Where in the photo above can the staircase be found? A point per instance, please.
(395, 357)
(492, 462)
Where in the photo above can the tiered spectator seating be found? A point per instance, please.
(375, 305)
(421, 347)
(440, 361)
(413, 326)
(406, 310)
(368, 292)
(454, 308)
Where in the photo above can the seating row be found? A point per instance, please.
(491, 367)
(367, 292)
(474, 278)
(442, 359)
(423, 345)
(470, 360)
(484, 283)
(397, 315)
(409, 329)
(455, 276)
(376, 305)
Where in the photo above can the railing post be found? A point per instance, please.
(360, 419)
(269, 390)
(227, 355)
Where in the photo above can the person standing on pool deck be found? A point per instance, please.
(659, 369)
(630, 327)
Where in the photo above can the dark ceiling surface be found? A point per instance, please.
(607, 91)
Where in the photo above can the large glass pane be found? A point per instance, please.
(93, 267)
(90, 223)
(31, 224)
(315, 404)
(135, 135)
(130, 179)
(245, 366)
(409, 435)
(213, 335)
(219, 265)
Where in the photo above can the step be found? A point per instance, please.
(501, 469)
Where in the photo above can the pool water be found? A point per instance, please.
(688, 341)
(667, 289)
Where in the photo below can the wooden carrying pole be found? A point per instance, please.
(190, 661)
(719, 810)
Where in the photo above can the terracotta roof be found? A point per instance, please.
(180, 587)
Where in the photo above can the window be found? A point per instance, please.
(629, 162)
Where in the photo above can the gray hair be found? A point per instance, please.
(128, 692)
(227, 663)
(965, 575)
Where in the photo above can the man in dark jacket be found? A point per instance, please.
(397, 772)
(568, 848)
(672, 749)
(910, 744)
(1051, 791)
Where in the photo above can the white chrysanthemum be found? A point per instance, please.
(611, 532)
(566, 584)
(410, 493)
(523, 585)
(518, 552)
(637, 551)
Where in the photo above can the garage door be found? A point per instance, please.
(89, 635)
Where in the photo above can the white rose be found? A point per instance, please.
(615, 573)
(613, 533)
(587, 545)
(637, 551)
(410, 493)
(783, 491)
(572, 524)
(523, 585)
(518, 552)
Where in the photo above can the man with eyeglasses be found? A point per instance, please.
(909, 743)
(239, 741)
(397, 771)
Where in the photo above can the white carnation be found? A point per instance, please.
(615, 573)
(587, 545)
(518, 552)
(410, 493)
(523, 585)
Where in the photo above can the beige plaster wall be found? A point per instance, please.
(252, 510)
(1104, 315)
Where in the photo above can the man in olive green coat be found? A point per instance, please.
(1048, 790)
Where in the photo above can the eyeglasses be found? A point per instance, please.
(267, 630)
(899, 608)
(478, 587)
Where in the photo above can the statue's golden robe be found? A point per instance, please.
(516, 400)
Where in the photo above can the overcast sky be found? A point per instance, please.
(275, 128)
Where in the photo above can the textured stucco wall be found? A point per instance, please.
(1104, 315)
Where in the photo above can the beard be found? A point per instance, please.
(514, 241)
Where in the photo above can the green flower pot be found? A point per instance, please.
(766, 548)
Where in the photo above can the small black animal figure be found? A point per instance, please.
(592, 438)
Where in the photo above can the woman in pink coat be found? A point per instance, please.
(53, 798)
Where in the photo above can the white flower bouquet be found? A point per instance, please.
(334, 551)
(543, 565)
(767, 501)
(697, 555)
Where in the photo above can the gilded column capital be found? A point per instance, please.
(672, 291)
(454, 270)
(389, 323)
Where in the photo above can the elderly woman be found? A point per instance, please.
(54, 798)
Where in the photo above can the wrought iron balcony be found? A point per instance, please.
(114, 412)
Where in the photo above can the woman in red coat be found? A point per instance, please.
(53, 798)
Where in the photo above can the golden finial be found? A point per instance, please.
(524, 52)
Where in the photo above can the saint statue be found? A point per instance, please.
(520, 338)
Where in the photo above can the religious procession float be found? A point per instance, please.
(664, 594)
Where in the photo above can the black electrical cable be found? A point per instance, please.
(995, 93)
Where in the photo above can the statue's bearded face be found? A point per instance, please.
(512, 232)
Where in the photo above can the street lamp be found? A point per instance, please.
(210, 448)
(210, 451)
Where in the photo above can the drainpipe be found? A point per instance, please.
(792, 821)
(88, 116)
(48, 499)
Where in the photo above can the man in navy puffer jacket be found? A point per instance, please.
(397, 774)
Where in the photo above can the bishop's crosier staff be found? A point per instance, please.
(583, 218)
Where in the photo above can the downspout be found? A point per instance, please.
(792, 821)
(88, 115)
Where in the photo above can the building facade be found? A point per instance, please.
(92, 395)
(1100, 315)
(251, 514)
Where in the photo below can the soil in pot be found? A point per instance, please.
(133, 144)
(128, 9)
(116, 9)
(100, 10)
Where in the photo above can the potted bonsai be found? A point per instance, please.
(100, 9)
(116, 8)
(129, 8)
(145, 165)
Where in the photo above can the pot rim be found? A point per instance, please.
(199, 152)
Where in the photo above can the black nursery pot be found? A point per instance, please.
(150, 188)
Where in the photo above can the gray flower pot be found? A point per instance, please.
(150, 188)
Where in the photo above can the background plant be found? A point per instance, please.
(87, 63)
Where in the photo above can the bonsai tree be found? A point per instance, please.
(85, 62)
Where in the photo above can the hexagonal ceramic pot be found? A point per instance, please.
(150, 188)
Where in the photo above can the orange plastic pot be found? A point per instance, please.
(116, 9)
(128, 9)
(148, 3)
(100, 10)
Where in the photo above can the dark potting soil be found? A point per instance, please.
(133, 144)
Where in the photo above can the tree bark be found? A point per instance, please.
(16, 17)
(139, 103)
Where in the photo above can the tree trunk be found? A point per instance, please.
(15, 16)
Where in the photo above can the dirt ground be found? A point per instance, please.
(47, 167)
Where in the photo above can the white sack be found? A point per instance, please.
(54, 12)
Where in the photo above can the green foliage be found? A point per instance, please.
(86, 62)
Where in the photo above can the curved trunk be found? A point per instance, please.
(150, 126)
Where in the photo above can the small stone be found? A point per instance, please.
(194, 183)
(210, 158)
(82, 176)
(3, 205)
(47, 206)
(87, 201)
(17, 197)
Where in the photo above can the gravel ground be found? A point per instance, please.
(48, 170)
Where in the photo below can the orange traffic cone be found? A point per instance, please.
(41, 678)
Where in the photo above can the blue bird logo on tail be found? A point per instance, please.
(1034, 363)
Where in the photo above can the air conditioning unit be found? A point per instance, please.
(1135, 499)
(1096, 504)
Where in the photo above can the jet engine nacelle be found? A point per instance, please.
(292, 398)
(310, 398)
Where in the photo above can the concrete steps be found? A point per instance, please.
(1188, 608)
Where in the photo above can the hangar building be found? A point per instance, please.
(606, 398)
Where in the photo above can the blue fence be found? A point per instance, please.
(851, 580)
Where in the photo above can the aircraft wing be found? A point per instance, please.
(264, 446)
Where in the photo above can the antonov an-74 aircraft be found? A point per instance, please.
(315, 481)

▸ **What you are asked to do**
The answer should consist of all the lines above, retyped exactly.

▸ **Task answer**
Where in the photo above can the staircase be found? A point per instance, please.
(395, 357)
(492, 462)
Where in the photo above can the tiered spectator seating be found? A point per instance, please.
(375, 305)
(421, 347)
(440, 361)
(413, 326)
(406, 310)
(368, 292)
(454, 308)
Where in the photo above can the seating row be found? A point per instance, please.
(491, 367)
(367, 292)
(474, 278)
(442, 359)
(423, 345)
(470, 360)
(484, 283)
(397, 315)
(409, 329)
(455, 276)
(376, 305)
Where in the photo above can the railing post be found? A point per instance, please.
(360, 419)
(269, 390)
(227, 355)
Where in the photo above can the person standing on pool deck be found? A point per instance, please.
(659, 369)
(630, 327)
Where in the photo above can the dark ceiling surface be found? A point per instance, please.
(607, 91)
Where in the photo above can the large glass pane be found? A point per instance, please.
(93, 267)
(90, 223)
(31, 224)
(315, 404)
(135, 135)
(130, 179)
(245, 366)
(409, 435)
(213, 335)
(219, 265)
Where in the photo above can the step be found? A point per instance, please.
(501, 469)
Where in the photo above can the pool water be found? A point per instance, please.
(688, 341)
(667, 289)
Where in the photo below can the wooden carrying pole be found? A point per instance, please.
(190, 661)
(719, 810)
Where in the photo above can the terracotta roof be found? A point per instance, please.
(180, 587)
Where in the photo above can the window be found? A point per instance, please.
(629, 162)
Where in the photo above can the gray hair be found? A point per instance, please.
(128, 692)
(227, 663)
(965, 575)
Where in the photo above can the man in dark jacket be found? A point per instance, please.
(397, 772)
(568, 848)
(672, 749)
(910, 744)
(1051, 791)
Where in the photo above can the white chrysanthemum be found? A point per instance, please.
(611, 532)
(566, 584)
(410, 493)
(523, 585)
(518, 552)
(637, 551)
Where in the photo above can the garage door be found? A point per instance, please.
(89, 635)
Where in the photo above can the white rose be found? A point per instance, please.
(615, 573)
(613, 533)
(587, 545)
(637, 551)
(410, 493)
(783, 491)
(572, 524)
(523, 585)
(518, 552)
Where in the photo above can the man with eyeglasses be found? A point per instance, please.
(909, 743)
(239, 741)
(397, 771)
Where in the photo above can the white carnation be found? A point per instance, please.
(615, 573)
(587, 545)
(518, 552)
(410, 493)
(523, 585)
Where in the photo above can the beige plaster wall be found? A point per instance, please.
(252, 510)
(1104, 315)
Where in the photo above can the man in olive green coat be found? A point per instance, please.
(1048, 790)
Where in the photo above can the eyeglasses be found? A point per instance, please.
(267, 630)
(899, 608)
(478, 587)
Where in the photo above can the statue's golden robe be found? A point per instance, please.
(516, 400)
Where in the photo above can the overcast sky be found? A point per instance, please.
(275, 128)
Where in the photo above can the textured stucco wall be found? A point per instance, please.
(1104, 315)
Where in the photo above can the beard be found? A point per instance, please.
(514, 241)
Where in the photo above can the green flower pot be found? A point per instance, please.
(766, 548)
Where in the photo above can the small black animal figure be found? A point per instance, please.
(592, 438)
Where in the photo above can the woman in pink coat be found? A point per instance, please.
(53, 798)
Where in the photo above can the white flower bouquet be found? A point per instance, please.
(334, 551)
(543, 565)
(767, 501)
(697, 555)
Where in the photo above can the gilded column capital be found? A point per instance, please.
(672, 291)
(454, 270)
(389, 323)
Where in the photo above can the elderly woman be found? A point per instance, please.
(54, 798)
Where in the photo above can the wrought iron balcony be found? A point per instance, please.
(114, 412)
Where in the photo above can the woman in red coat be found? A point per instance, please.
(53, 798)
Where in the photo above can the golden finial be found? A point per instance, please.
(524, 52)
Where in the photo above can the saint statue be found? A point per instance, please.
(520, 338)
Where in the photo above can the religious procession float be found? A point per instance, please.
(664, 594)
Where in the photo above can the black electrical cable be found? A point per instance, please.
(995, 93)
Where in the photo above can the statue's bearded face be found? A point per instance, please.
(512, 232)
Where in the photo above can the street lamp be found? A point per instance, please.
(210, 448)
(210, 451)
Where in the photo above can the drainpipe be found? A point per instance, please.
(792, 821)
(88, 116)
(48, 499)
Where in the photo above can the man in navy puffer jacket be found? A point per instance, please.
(397, 774)
Where in the photo above can the bishop's crosier staff be found? A point per instance, please.
(583, 218)
Where in the photo above can the downspout be found? A point per instance, please.
(792, 821)
(88, 115)
Where in the photo above can the building facade be found? A point per instance, please.
(92, 395)
(1100, 315)
(251, 514)
Where in the photo below can the soil in pot be found? A point per instance, please.
(133, 144)
(128, 9)
(116, 9)
(100, 10)
Where in the photo above can the potted bonsai be found? A point per instance, please.
(100, 9)
(116, 8)
(129, 8)
(145, 165)
Where in the photo above can the pot rim be found? A point per instance, please.
(199, 152)
Where in the photo above can the black nursery pot be found? A point per instance, please.
(150, 188)
Where in the photo above can the gray flower pot be found? A point per instance, please.
(150, 188)
Where in the photo above can the background plant be found? A point per instance, please.
(87, 63)
Where in the photo above can the bonsai tree be found? A point per instance, please.
(85, 62)
Where in the photo above can the hexagonal ceramic pot be found? A point per instance, please.
(150, 188)
Where in the photo above can the orange plastic pot be found? A point per instance, please.
(116, 9)
(128, 9)
(148, 3)
(100, 10)
Where in the photo above can the dark potting soil be found? A point per instance, please.
(133, 144)
Where in the photo above can the tree bark be found? A point per instance, please.
(16, 17)
(139, 103)
Where in the photo above can the tree trunk be found? A point per instance, please.
(15, 16)
Where in the photo above can the dirt ground be found? A point per instance, please.
(47, 167)
Where in the photo above can the white sack be found? A point per instance, please.
(54, 12)
Where in the photo above can the green foliage be found? A point per instance, please.
(86, 62)
Where in the photo above can the curved trunk be found? A point per instance, please.
(150, 126)
Where in the photo above can the small stone be found? A point per instance, please.
(194, 183)
(210, 158)
(82, 176)
(3, 205)
(47, 206)
(87, 201)
(17, 197)
Where in the photo above can the gravel ground be found? A point per instance, please.
(48, 170)
Where in the photo below can the orange traffic cone be found? A point per instance, please.
(41, 678)
Where in the photo above can the blue bird logo on tail be found? A point per instance, please.
(1034, 363)
Where in the photo above can the air conditioning unit be found? A point per instance, please.
(1135, 499)
(1096, 504)
Where in the photo above can the jet engine nacelle be found? A point per instance, please.
(292, 398)
(310, 398)
Where in the photo above can the concrete steps be found? A point per instance, please.
(1188, 608)
Where in the photo above can the hangar building be found? A point per instance, please.
(606, 398)
Where in the photo above can the blue fence be found? A point per instance, please.
(851, 580)
Where in the photo above can the aircraft wing be found? A point per instance, please.
(264, 446)
Where in the photo above can the antonov an-74 aircraft be found? A point per instance, please.
(315, 481)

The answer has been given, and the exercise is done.